任务说明 –
A. 根据摘录,数据标注和什么一样重要,一起决定了机器学习算法的预测能力?
B. 请接着写这篇讲股票数据标注的文章,从最后一句后面写起。

摘录 –
【宽客学院】自定义标注

用户成长系列
新手专区
标签: #<Tag:0x00007f4cdb3f8610> #<Tag:0x00007f4cdb3f8480>

(iQuant) #1
作者:bigquant
阅读时间:15分钟
本文由BigQuant宽客学院推出,难度标签:☆☆☆☆

导语:本文标题为自定义标注,其实就是想告诉大家如何灵活地对数据进行标注,从而得到预测能力更强的机器学习算法。

谈标注一词之前,我们先简单了解机器学习算法中的分类和回归。

分类问题是监督学习的一个核心问题。在监督学习中,当输出变量Y取有限个离散值时,预测问题便成为分类问题。监督学习从数据中学习一个分类模型,称为分类器(classifier)。分类器对新的输入进行输出的预测,这个过程称为分类。

当输出变量Y为有限个离散值时,成为分类问题,那如果输出变量Y是连续值时,又该怎样处理呢?可能大家马上想到这其实就是回归问题,用回归算法就可以解决。的确如此,但很多时候,回归算法预测效果不好。此时,我们可以对连续性数值进行标注,将Y标注为多个类别,这时又可以通过分类算法来解决。对数据进行标注在图像识别、文本分析、语音分析中经常遇到,标注的思想也广泛存在于机器学习领域。将数据标注为多个离散值成为分类标注,将数据标注为连续性数据称为回归标注。

对股票进行标注然后结合股票的特征是否能训练出一个有预测能力的模型呢?这正是许多机器学习算法在在量化选股领域的尝试。股票标注可以直接影响到AI策略的效果,可见其重要性,接下来我们详细介绍如何对股票进行标注。

数据标注应注意的几点:

  • 数据标注既包括分类标注也包括回归标注。分类标注为将数据分为具有区分性的多个类别,回归标注后数据为连续性数据。分类标注比较常用。

  • 数据标注时,应尽可能结合机器学习的算法预测目的。如果目标是想预测收益率较高的股票,在标注时应结合股票收益率;如果目标是想预测波动率较低的股票,在标注时应结合股票波动率。

  • 数据标注时,应尽可能将数据区别开来,但又不可分得太细。比如,通过股票收益率将股票分为五类,分别为高收益、较高收益、一般、较低收益、低收益,因此此时就可以采取分类算法。如果分得太细,可能算法在训练集上会学到不少数据噪音,泛化能力不强。

  • 分类标注中标注后的数据不一定是具体的类别,而是具体的数值。比如,'数值>=20’为高收益股票,"15<数值<20"为较高收益股票,"10<数值<15"为一般股票,“5<数值<10”为较低收益股票,“数值<5”为低收益股票。

数据标注和特征工程一样重要,共同决定了机器学习算法的预测能力。数据标注确定的标注结果和特征工程确定的因子数据合并起来就形成了训练集数据,已经可以训练出一个学习算法。当我们得到学习算法后,传入测试集的因子数据就可以得到预测结果,通过回测就可以开发AI策略。如下图所示:

image

在BigQuant上,数据标注有专门的模块接口,方便大家高效灵活地进行标注。本文简单枚举了一些标注数据的应用例子,希望大家理解以便开发出更好的AI策略。

条目 –

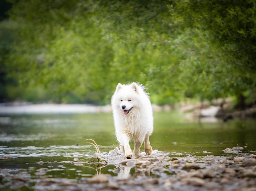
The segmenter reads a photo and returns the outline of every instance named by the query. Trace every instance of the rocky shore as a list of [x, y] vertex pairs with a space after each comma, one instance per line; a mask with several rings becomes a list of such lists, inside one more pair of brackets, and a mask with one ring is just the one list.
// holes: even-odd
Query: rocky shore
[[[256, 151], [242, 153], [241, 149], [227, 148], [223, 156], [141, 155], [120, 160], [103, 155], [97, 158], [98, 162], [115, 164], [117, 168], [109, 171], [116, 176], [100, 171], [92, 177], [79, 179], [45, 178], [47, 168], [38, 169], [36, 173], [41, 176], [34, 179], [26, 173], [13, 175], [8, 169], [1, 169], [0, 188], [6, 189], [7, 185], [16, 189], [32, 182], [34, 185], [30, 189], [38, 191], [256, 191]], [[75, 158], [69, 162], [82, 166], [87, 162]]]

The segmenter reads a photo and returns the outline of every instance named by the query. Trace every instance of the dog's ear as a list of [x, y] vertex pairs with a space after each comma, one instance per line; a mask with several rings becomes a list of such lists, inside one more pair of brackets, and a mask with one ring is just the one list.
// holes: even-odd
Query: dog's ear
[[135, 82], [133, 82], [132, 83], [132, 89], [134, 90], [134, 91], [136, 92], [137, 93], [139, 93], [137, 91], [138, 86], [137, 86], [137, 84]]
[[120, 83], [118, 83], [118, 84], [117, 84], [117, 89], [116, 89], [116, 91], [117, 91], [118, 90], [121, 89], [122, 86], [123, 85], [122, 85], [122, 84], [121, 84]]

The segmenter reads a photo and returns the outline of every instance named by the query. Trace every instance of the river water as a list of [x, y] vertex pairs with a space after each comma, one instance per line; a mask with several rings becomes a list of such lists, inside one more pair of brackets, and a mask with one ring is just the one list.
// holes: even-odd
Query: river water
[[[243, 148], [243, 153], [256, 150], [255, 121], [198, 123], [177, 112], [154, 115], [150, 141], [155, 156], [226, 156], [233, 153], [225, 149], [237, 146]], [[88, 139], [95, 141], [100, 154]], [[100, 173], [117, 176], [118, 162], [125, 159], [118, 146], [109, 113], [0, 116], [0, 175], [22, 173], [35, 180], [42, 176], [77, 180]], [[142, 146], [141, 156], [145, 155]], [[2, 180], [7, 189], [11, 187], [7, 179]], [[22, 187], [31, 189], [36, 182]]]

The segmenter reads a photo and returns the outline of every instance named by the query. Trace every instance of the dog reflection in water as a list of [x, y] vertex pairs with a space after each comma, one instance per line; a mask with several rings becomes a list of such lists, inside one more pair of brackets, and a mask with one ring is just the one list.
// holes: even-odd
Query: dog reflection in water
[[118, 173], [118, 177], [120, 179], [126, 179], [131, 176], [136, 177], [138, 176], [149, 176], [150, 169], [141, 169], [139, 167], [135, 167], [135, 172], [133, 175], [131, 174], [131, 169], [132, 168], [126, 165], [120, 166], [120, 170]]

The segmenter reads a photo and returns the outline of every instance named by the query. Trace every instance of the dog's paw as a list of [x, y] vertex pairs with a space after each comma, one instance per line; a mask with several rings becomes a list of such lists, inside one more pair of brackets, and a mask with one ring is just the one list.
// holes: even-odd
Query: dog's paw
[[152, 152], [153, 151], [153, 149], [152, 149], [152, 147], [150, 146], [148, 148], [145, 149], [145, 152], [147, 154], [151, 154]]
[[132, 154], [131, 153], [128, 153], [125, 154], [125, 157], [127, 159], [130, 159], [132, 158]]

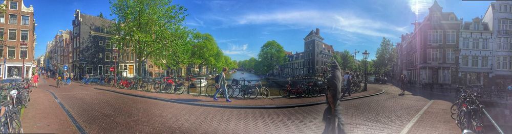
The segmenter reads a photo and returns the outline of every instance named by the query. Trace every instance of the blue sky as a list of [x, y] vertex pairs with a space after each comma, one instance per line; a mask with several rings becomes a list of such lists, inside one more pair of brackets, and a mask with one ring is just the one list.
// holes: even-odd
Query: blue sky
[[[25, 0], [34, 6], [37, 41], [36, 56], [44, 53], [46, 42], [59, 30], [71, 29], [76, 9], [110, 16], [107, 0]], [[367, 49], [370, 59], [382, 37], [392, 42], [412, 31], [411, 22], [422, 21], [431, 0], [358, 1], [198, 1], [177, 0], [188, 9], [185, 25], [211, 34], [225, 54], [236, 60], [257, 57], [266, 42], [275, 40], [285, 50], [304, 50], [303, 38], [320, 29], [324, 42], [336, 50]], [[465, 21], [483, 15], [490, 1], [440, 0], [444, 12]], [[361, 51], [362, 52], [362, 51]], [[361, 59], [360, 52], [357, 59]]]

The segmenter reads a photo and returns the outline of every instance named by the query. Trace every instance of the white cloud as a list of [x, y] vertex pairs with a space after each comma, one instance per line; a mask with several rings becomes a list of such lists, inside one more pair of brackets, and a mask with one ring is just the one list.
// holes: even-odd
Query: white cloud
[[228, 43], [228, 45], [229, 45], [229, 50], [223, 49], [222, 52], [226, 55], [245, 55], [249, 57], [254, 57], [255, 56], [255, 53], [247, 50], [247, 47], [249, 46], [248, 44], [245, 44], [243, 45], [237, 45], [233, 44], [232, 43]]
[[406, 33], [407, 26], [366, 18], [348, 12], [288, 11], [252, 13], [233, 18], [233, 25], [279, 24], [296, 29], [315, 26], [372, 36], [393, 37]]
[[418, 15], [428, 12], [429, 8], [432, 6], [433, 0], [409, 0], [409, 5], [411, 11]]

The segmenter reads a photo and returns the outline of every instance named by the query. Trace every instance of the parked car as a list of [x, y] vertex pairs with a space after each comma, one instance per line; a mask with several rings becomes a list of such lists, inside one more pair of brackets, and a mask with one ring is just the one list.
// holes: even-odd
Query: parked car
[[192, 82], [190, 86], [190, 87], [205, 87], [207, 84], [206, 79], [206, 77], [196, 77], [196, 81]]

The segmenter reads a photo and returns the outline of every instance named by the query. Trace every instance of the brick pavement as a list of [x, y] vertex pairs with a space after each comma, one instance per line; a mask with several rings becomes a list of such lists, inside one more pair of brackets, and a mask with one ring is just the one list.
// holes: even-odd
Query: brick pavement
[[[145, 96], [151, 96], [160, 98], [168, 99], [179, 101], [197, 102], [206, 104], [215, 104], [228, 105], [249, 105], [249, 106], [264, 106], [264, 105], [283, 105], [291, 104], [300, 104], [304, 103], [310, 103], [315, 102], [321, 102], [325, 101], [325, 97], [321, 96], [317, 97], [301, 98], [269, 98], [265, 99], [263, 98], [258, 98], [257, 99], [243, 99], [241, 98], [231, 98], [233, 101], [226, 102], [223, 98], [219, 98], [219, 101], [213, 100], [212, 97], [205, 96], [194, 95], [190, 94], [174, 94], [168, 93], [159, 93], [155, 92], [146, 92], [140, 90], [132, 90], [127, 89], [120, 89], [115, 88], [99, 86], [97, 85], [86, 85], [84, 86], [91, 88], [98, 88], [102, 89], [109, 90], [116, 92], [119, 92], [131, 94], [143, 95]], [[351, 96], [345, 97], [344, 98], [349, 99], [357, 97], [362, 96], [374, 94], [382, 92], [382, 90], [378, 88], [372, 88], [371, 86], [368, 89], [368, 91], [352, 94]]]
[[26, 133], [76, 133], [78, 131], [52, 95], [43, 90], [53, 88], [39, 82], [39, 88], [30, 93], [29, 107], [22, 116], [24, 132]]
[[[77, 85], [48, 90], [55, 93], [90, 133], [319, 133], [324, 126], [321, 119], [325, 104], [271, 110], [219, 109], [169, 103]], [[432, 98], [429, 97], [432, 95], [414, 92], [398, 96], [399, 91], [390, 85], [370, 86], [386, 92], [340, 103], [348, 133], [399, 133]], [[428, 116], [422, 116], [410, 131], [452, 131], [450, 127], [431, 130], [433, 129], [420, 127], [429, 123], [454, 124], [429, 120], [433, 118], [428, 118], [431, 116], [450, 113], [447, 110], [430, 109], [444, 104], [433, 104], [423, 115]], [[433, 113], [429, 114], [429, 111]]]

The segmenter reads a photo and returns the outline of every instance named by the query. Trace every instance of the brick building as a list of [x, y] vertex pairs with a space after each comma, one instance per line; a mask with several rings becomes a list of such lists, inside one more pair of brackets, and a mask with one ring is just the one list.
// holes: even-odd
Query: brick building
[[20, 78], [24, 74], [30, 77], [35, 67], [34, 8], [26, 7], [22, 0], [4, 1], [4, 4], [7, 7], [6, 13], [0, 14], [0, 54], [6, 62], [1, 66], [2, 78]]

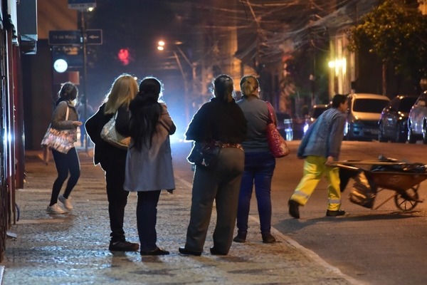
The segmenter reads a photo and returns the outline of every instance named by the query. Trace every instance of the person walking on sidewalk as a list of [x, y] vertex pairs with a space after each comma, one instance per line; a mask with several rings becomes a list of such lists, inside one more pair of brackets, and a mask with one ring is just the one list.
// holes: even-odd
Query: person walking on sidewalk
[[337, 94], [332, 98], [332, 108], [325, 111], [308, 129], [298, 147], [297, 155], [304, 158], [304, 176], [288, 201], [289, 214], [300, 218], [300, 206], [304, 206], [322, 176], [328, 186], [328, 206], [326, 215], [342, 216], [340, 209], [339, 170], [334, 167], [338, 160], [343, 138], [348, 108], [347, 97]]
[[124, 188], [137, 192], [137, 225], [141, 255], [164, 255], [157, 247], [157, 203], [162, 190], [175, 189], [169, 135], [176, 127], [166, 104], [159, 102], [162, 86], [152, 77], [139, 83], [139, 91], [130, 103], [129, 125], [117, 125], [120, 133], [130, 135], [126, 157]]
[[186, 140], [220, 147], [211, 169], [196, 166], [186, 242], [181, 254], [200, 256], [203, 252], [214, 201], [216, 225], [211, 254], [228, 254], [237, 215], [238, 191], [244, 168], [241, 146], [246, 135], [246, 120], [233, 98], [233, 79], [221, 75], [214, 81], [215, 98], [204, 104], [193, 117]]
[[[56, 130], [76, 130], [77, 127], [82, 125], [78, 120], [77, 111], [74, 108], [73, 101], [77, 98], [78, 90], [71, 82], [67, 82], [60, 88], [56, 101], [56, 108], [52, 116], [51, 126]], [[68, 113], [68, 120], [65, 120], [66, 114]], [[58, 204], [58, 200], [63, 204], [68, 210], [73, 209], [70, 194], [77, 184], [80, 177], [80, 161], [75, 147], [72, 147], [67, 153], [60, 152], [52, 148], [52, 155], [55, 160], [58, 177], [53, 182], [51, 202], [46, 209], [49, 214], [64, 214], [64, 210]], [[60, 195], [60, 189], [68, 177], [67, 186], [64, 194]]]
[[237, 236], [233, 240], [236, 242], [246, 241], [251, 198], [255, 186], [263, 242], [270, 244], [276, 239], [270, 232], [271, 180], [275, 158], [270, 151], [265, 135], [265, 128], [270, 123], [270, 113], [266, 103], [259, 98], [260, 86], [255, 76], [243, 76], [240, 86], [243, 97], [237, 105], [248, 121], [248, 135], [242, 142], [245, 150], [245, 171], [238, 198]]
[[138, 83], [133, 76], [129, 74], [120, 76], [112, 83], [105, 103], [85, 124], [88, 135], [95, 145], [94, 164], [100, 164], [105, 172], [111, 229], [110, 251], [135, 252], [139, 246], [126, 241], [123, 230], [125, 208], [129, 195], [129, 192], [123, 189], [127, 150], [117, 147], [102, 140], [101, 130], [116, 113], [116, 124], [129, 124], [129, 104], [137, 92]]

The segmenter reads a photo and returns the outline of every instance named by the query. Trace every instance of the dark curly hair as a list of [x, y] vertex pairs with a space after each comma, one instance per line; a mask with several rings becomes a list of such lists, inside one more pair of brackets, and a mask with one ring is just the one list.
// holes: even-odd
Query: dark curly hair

练习答案 –
A. 特征工程。

B.
首先我们在可视化策略中建立如下流程

如图所示,在m1证券代码列表模块中可以指定需要标注的股票列表和起止日期,在m2模块中通过表达式引擎自定义标注。我们可以通过改变m2模块中的标注代码实现不同的自定义标注方式,下面列举几种方式的实现:

1.默认根据收益率进行分类标注

m2模块代码示例
# 计算收益:5日收盘价(作为卖出价格)除以明日开盘价(作为买入价格)
shift(close, -5) / shift(open, -1)

# 极值处理:用1%和99%分位的值做clip
clip(label, all_quantile(label, 0.01), all_quantile(label, 0.99))

# 将分数映射到分类,这里使用20个分类
all_wbins(label, 20)

# 过滤掉一字涨停的情况 (设置label为NaN,在后续处理和训练中会忽略NaN的label)
where(shift(high, -1) == shift(low, -1), NaN, label)

通过运行 m2.plot_label_counts() 可以查看标注结果:


这幅柱状图描述了整个训练集中各个label的分布情况,本例中将收益率分为0到19个档级,柱状图高度表示各个档级的样本数量。

代码解读
  • 根据未来几天的收益率进行标注可以直接修改shift(close, -5) 中的-5。
  • clip(label, all_quantile(label, 0.01), all_quantile(label, 0.99)) ,利用分位数对极值进行处理。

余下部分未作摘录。